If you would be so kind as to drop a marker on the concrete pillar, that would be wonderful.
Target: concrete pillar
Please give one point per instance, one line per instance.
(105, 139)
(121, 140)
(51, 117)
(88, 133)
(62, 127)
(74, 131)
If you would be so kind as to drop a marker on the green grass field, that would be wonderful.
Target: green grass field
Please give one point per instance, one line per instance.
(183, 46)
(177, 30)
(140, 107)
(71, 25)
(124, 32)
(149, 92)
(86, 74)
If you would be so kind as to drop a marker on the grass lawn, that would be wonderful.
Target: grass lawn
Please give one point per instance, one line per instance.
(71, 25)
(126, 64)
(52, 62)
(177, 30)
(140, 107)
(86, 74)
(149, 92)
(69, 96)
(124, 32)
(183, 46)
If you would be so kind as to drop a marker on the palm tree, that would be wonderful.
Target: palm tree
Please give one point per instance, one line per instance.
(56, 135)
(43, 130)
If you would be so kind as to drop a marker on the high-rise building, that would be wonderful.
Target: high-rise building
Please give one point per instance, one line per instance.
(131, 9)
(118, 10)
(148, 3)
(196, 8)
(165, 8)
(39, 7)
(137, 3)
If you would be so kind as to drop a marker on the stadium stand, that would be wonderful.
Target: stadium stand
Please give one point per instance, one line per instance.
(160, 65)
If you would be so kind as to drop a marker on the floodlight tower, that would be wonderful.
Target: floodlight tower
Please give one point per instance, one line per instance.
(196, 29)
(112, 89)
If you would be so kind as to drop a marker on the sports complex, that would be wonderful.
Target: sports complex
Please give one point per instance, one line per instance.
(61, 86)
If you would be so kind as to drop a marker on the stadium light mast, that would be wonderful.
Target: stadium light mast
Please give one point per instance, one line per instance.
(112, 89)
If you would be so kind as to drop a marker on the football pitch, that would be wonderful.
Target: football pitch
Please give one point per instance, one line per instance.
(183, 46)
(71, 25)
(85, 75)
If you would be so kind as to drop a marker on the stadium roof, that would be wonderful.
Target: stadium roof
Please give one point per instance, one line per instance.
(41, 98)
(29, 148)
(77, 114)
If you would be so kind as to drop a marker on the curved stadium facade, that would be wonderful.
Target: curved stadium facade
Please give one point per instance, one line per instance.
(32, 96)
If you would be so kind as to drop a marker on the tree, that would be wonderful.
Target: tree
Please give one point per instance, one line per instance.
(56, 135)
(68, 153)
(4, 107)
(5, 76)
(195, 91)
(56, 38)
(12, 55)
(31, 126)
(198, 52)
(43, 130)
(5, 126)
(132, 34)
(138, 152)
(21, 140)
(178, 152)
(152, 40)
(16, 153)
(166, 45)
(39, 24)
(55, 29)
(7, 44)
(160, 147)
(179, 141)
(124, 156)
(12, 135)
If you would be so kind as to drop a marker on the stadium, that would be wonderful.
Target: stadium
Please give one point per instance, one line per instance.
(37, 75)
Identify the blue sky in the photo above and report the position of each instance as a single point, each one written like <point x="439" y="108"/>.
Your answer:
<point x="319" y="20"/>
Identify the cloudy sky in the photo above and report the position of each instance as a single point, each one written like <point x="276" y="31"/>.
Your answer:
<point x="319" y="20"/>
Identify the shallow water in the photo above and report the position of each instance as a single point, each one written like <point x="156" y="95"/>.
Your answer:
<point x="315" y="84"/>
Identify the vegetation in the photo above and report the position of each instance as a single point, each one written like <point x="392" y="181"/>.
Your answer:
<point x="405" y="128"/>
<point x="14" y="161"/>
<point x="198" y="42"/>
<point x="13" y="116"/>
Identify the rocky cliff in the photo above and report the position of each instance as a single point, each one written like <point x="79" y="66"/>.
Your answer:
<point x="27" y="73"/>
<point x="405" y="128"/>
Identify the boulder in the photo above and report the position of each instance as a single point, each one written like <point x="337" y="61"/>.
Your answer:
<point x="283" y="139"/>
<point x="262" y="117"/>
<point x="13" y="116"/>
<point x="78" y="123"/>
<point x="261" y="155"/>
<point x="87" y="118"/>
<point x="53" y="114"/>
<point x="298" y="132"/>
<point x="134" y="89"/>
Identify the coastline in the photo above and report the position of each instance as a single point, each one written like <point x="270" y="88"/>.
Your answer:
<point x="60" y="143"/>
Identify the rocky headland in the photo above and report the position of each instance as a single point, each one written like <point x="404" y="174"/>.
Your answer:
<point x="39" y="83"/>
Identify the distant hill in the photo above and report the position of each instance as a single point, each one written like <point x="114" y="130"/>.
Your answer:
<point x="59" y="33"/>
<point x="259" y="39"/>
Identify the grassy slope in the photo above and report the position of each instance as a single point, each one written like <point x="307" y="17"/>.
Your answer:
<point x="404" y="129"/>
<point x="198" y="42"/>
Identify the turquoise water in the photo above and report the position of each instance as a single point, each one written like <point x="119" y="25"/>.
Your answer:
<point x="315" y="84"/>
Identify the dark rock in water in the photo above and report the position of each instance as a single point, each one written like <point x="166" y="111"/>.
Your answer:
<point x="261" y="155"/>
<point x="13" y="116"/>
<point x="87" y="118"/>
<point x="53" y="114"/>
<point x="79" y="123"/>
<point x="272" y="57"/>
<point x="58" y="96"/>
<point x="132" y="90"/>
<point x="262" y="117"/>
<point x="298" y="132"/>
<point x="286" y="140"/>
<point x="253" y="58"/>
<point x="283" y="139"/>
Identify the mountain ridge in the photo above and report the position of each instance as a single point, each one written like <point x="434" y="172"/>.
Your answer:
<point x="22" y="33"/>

• GIVEN PROBLEM:
All entries shown above should be printed again exactly.

• EXERCISE OUTPUT:
If you would be so kind as to drop a marker on the concrete pillar, that would be wonderful.
Target: concrete pillar
Please give one point per instance, one line per instance.
(105, 139)
(121, 140)
(51, 117)
(88, 133)
(62, 127)
(74, 131)
If you would be so kind as to drop a marker on the green grass field, that would be wonderful.
Target: green grass field
Please give one point per instance, one line per instance.
(183, 46)
(177, 30)
(140, 107)
(71, 25)
(124, 32)
(149, 92)
(86, 74)
If you would be so kind as to drop a marker on the grass lawn, that would be wonderful.
Target: grass lawn
Please give one point per instance, one line per instance.
(71, 25)
(126, 64)
(52, 62)
(177, 30)
(140, 107)
(86, 74)
(149, 92)
(69, 96)
(124, 32)
(183, 46)
If you would be so kind as to drop a marker on the palm tree, that would be wonderful.
Target: palm tree
Please give one point per instance, one line per instance.
(56, 135)
(43, 130)
If you would be so kind as to drop a marker on the high-rise building, that would be wonderful.
Target: high-rise building
Please give one point per instance, one line per instance.
(131, 9)
(118, 10)
(148, 3)
(196, 8)
(165, 8)
(39, 7)
(137, 3)
If you would be so kind as to drop a marker on the stadium stand, that would be wonderful.
Target: stadium stand
Please give one point per instance, one line per instance.
(160, 65)
If you would be so kind as to drop a marker on the floodlight tower, that would be wonderful.
Target: floodlight tower
Please give one point per instance, one line per instance.
(196, 29)
(112, 89)
If you would be so kind as to drop a marker on the sports complex, that would be wonderful.
Target: sports complex
Please give one point per instance, one line per instance.
(61, 86)
If you would be so kind as to drop a marker on the stadium light mast, that would be wonderful.
Target: stadium light mast
Please give one point per instance, one line per instance.
(112, 89)
If you would be so kind as to drop a marker on the football pitch, that would be wonderful.
Target: football pitch
Please give one point per instance, one line per instance.
(183, 46)
(71, 25)
(85, 75)
If you would be so kind as to drop a marker on the stadium roof, that would be wonderful.
Target: stadium roof
Please give one point per instance, one line per instance.
(41, 98)
(29, 148)
(77, 114)
If you would be so kind as to drop a marker on the curved stadium facade, that would be wonderful.
Target: curved stadium facade
Please give one point per instance, one line per instance.
(32, 96)
If you would be so kind as to drop a marker on the tree, that would be wonderful.
Target: tree
Please give one point per instance, one line per instance.
(56, 135)
(68, 153)
(4, 107)
(5, 76)
(195, 91)
(56, 38)
(12, 55)
(31, 126)
(198, 52)
(43, 130)
(5, 126)
(132, 34)
(138, 152)
(21, 140)
(178, 152)
(152, 40)
(16, 153)
(166, 45)
(39, 24)
(55, 29)
(7, 44)
(160, 147)
(179, 141)
(124, 156)
(12, 135)
If you would be so kind as to drop a marker on the stadium, that would be wonderful.
Target: stadium
Please give one point per instance, one line per instance.
(37, 75)
Identify the blue sky in the photo above and report the position of each instance as a single point, each one written like <point x="439" y="108"/>.
Your answer:
<point x="319" y="20"/>
Identify the cloudy sky in the photo above and report the position of each instance as a single point, each one written like <point x="276" y="31"/>.
Your answer:
<point x="319" y="20"/>
Identify the shallow water in the photo above and report the position of each instance as a single point, each one written like <point x="156" y="95"/>.
Your answer:
<point x="315" y="84"/>
Identify the vegetation in the photo above and report the position of each instance as a single point, each one written like <point x="392" y="181"/>.
Your answer:
<point x="405" y="128"/>
<point x="14" y="161"/>
<point x="198" y="42"/>
<point x="13" y="116"/>
Identify the rocky cliff in the photo above and report the position of each instance as a single point, each one written like <point x="79" y="66"/>.
Your answer:
<point x="27" y="73"/>
<point x="405" y="128"/>
Identify the boulder in the photo above and report the position of each instance as a single point, each one written like <point x="337" y="61"/>.
Your answer:
<point x="283" y="139"/>
<point x="262" y="117"/>
<point x="13" y="116"/>
<point x="78" y="123"/>
<point x="261" y="155"/>
<point x="87" y="118"/>
<point x="53" y="114"/>
<point x="298" y="132"/>
<point x="134" y="89"/>
Identify the coastline in the photo above and report the position of each instance as a single point, each one written like <point x="270" y="88"/>.
Your answer:
<point x="60" y="143"/>
Identify the rocky headland in the photo above and report the position of each instance as a single point, each one written like <point x="404" y="174"/>.
Your answer:
<point x="39" y="83"/>
Identify the distant hill in the photo above and report the position of each instance as a single point, each one written like <point x="114" y="130"/>.
Your answer:
<point x="59" y="33"/>
<point x="259" y="39"/>
Identify the grassy slope in the photo above and report the position of each instance as a single point, each one written like <point x="307" y="17"/>.
Your answer:
<point x="404" y="129"/>
<point x="198" y="42"/>
Identify the turquoise water in the photo above and report the position of each instance as a single point, each one written like <point x="119" y="25"/>.
Your answer:
<point x="315" y="84"/>
Identify the dark rock in water in the photo above and report the position of each instance as a single point, each one written like <point x="166" y="111"/>.
Your answer:
<point x="261" y="155"/>
<point x="13" y="116"/>
<point x="87" y="118"/>
<point x="53" y="114"/>
<point x="79" y="123"/>
<point x="272" y="57"/>
<point x="58" y="96"/>
<point x="132" y="90"/>
<point x="262" y="117"/>
<point x="298" y="132"/>
<point x="286" y="140"/>
<point x="253" y="58"/>
<point x="283" y="139"/>
Identify the mountain ridge in the photo above and report the position of each instance as a single point, each one written like <point x="434" y="172"/>.
Your answer:
<point x="22" y="33"/>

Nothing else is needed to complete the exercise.